TASK BRIEF —
Please reproduce the listing in full, exactly as given.

+++ DATA

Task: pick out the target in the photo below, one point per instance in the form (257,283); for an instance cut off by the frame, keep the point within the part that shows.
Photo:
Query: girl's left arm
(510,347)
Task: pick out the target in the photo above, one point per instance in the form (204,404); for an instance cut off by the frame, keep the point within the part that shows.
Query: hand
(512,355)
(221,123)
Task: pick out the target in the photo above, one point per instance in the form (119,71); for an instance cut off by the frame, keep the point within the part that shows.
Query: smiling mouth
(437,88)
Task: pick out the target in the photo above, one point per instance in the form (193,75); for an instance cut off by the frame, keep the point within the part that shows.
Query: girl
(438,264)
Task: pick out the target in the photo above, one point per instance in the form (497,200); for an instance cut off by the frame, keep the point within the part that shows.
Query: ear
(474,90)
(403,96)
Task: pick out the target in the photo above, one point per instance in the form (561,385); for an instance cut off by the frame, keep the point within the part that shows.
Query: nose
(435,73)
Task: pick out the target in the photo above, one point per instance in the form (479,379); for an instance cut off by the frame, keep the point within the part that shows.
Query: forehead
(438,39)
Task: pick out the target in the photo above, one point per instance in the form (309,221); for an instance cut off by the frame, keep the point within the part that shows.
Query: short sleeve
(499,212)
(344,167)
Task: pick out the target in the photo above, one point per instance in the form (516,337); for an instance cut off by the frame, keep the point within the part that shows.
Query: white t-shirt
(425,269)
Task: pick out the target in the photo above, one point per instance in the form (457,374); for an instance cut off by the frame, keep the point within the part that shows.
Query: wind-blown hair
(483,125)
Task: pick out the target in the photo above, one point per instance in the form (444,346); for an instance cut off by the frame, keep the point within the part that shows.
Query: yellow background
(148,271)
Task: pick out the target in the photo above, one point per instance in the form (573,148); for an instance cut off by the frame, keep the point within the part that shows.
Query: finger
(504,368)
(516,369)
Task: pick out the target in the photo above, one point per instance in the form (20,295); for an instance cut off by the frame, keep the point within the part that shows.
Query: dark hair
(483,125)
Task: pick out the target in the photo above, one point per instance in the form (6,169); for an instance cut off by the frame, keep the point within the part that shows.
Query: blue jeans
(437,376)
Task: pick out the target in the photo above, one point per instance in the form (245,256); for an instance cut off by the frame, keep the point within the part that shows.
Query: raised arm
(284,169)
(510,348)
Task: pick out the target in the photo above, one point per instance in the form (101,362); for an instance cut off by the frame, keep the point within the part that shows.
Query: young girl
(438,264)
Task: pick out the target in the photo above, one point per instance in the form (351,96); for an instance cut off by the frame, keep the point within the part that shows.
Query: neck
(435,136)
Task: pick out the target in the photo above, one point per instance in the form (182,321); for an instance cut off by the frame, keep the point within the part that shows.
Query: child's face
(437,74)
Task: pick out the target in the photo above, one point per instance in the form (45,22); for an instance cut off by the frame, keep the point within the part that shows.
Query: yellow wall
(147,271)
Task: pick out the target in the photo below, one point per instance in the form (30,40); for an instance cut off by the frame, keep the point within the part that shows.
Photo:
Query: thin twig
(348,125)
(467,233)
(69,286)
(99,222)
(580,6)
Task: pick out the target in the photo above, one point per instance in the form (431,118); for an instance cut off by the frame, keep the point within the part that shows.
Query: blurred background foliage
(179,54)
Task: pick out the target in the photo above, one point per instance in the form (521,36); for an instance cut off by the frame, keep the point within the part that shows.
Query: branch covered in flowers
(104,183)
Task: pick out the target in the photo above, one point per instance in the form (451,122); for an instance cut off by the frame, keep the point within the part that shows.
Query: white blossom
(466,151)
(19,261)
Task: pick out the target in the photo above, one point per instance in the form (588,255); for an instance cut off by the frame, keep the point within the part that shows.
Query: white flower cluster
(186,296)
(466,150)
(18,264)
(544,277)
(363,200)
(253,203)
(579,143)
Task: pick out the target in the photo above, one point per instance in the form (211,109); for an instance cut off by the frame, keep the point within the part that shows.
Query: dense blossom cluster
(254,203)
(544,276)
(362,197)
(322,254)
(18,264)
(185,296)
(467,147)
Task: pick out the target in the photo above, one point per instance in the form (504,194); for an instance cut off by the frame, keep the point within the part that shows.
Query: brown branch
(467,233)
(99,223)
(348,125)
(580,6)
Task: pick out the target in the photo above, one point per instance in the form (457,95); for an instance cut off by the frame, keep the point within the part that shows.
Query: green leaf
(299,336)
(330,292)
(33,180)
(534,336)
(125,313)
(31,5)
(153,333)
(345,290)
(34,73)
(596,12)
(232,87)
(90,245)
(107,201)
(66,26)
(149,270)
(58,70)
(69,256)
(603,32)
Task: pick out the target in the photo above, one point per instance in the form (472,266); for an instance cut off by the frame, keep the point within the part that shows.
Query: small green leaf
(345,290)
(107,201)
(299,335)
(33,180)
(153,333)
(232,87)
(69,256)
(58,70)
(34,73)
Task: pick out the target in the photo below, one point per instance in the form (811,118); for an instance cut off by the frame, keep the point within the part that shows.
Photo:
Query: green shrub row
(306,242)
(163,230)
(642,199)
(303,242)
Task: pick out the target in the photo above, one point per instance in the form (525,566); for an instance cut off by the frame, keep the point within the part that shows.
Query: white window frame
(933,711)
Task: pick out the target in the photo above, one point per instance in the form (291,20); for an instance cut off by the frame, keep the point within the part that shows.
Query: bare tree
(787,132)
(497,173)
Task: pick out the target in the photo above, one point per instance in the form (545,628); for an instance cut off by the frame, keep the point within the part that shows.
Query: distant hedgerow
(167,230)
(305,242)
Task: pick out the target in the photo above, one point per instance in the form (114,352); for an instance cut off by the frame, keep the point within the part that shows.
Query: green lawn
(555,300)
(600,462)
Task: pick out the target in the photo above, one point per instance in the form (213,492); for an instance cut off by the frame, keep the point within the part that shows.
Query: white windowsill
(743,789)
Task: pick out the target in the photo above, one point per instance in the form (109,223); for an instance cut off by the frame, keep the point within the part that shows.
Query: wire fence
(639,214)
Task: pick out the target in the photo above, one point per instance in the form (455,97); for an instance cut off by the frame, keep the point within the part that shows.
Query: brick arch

++++++

RESULT OF THE TASK —
Task: pick out the target in the photo below, one point per instance in the form (257,283); for an instance cut off by the frame, keep the point within the part that shows.
Photo:
Query: girl's left arm
(510,347)
Task: pick out the target in the photo above, one point per instance in the form (204,404); for an instance cut off by the frame, keep the point within the part that shows.
Query: hand
(512,355)
(221,123)
Task: pick out the target in the photo above, one point per instance in the form (119,71); for an instance cut off by the frame, keep the point within the part that shows.
Query: smiling mouth
(437,88)
Task: pick out the target in the photo above, one point per instance in the form (193,75); for an instance cut off by the frame, keep the point within the part that shows.
Query: girl
(438,264)
Task: pick out the target in the photo above, one point per instance in the form (497,200); for an instance cut off by the frame, keep the point within the part that shows.
Query: ear
(474,90)
(403,96)
Task: pick out the target in the photo above, one point per instance in the form (561,385); for an instance cut off by the frame, keep the point within the part that shows.
Query: nose
(435,73)
Task: pick out the target in the photo above, one point per instance in the form (479,379); for an instance cut off by the frame, keep the point within the part that shows.
Query: forehead
(438,39)
Task: pick out the target in the photo above, one point per instance in the form (309,221); for an instance cut off by the frame, keep the point within the part that shows.
Query: short sleeve
(499,212)
(344,167)
Task: pick out the target in the photo above, one point per instance in the form (516,337); for an instance cut off by the frame, keep the point within the part that shows.
Query: white t-shirt
(425,269)
Task: pick out the target in the photo above, one point per instance in the form (457,374); for an instance cut off by the frame, keep the point within the part that shows.
Query: wind-blown hair
(483,125)
Task: pick out the target in the photo above, one point per instance in the form (444,346); for an instance cut off by the frame, keep the point within the part that shows.
Query: yellow background
(148,271)
Task: pick out the target in the photo above, one point per instance in the form (573,148); for an instance cut off by the frame, keep the point within the part that shows.
Query: finger
(504,368)
(516,369)
Task: pick out the target in the photo above, one point per instance in the form (20,295); for an instance cut off by the frame, keep the point within the part that shows.
Query: dark hair
(483,125)
Task: pick out the target in the photo above, one point per instance in the form (6,169); for an instance cut off by the frame, keep the point within the part that shows.
Query: blue jeans
(437,376)
Task: pick out the target in the photo above, one point per instance in the form (245,256); for an instance cut off by the frame, keep the point within the part that shows.
Query: raised arm
(284,169)
(510,348)
Task: pick out the target in the photo above, one point per instance in the form (101,362); for an instance cut off by the frame, keep the point within the part that shows.
Query: young girl
(438,264)
Task: pick out the target in the photo above, one point per instance in the form (351,96); for an instance cut off by the frame, keep the point within the part that shows.
Query: neck
(435,136)
Task: pick out the target in the photo above, one point per instance in the form (182,321); for an instance cut off by the frame, keep the point within the part that shows.
Query: child's face
(437,74)
Task: pick out the target in the photo above, one point per instance in the form (45,22); for an instance cut off by the frame, keep the point within the part that shows.
Query: yellow wall
(147,271)
Task: pick out the target in the photo below, one point per instance in the form (30,40); for an instance cut off by the frame, keep the point within the part that shows.
Photo:
Query: thin twig
(348,125)
(467,233)
(69,286)
(99,222)
(580,6)
Task: pick out the target in the photo above, one point per instance in the form (431,118); for an instance cut off by the frame, keep the point within the part that shows.
Query: blurred background foliage
(179,54)
Task: pick out the target in the photo above, one point per instance in the form (521,36); for an instance cut off by the frame, keep the point within the part that shows.
Query: branch covered in flowers
(104,183)
Task: pick out the target in the photo above, one point per instance in the form (451,122); for an instance cut off by the frame, keep the point within the part that shows.
Query: white blossom
(466,151)
(19,261)
Task: pick out the target in the photo above, one point per instance in the form (588,255); for an instance cut off by the frame, keep the point within the part that shows.
Query: white flower cluster
(186,296)
(466,150)
(18,264)
(544,277)
(363,200)
(253,203)
(579,143)
Task: pick out the target in the photo above, one point per instance in the form (211,109); for an instance cut off by the frame, keep the point within the part that shows.
Query: dense blossom cluster
(254,203)
(544,276)
(362,197)
(322,254)
(18,264)
(185,296)
(467,147)
Task: pick out the target in the photo above, one point per instance in the form (504,194); for an instance cut off by the frame, keep the point within the part that shows.
Query: brown branch
(467,233)
(99,223)
(348,125)
(580,6)
Task: pick out the target in the photo above, one point per instance in the form (457,95); for an instance cut off by the frame, keep the point within the part that shows.
Query: green leaf
(299,336)
(330,292)
(33,180)
(534,336)
(125,313)
(31,5)
(153,333)
(345,290)
(34,73)
(596,12)
(232,87)
(90,245)
(107,201)
(66,26)
(149,270)
(58,70)
(69,256)
(603,32)
Task: pick out the target in the photo above, one point per instance in the form (472,266); for an instance cut off by the frame, keep the point within the part that shows.
Query: small green leaf
(345,290)
(107,201)
(299,335)
(33,180)
(153,333)
(232,87)
(69,256)
(58,70)
(34,73)
Task: pick out the target in the photo below, one point per instance in the form (811,118); for an instance cut off by the frame, keep the point within the part that shows.
Photo:
Query: green shrub row
(306,242)
(163,230)
(642,199)
(303,242)
Task: pick out the target in the photo above, one point per instance in the form (525,566); for an instance cut off by the frame, keep the point within the part that shows.
Query: white window frame
(933,711)
Task: pick out the target in the photo above, one point per instance in the form (291,20); for an instance cut off by the frame, keep the point within the part that shows.
Query: bare tree
(787,132)
(497,173)
Task: pick out the target in the photo above, one point per instance in the form (545,628); for an instance cut off by the frame, keep the point within the part that shows.
Query: distant hedgerow
(167,230)
(305,242)
Task: pick out the target in the photo above, one point per instance in the form (114,352); for an instance cut off by the frame, keep the point within the part that shows.
Query: green lawn
(555,300)
(600,462)
Task: pick out the target in the photo above, one point per instance in the form (213,492); for an instance cut off by the frame, keep the point within the part that shows.
Query: white windowsill
(743,789)
Task: pick out the target in the photo above, one point per instance in the form (109,223); for an instance cut off by the frame, keep the point within the part that shows.
Query: wire fence
(639,214)
Task: pick out the target in the photo above, one point per instance in the form (455,97); for an instance cut off by the frame, keep the point within the part that shows.
Query: brick arch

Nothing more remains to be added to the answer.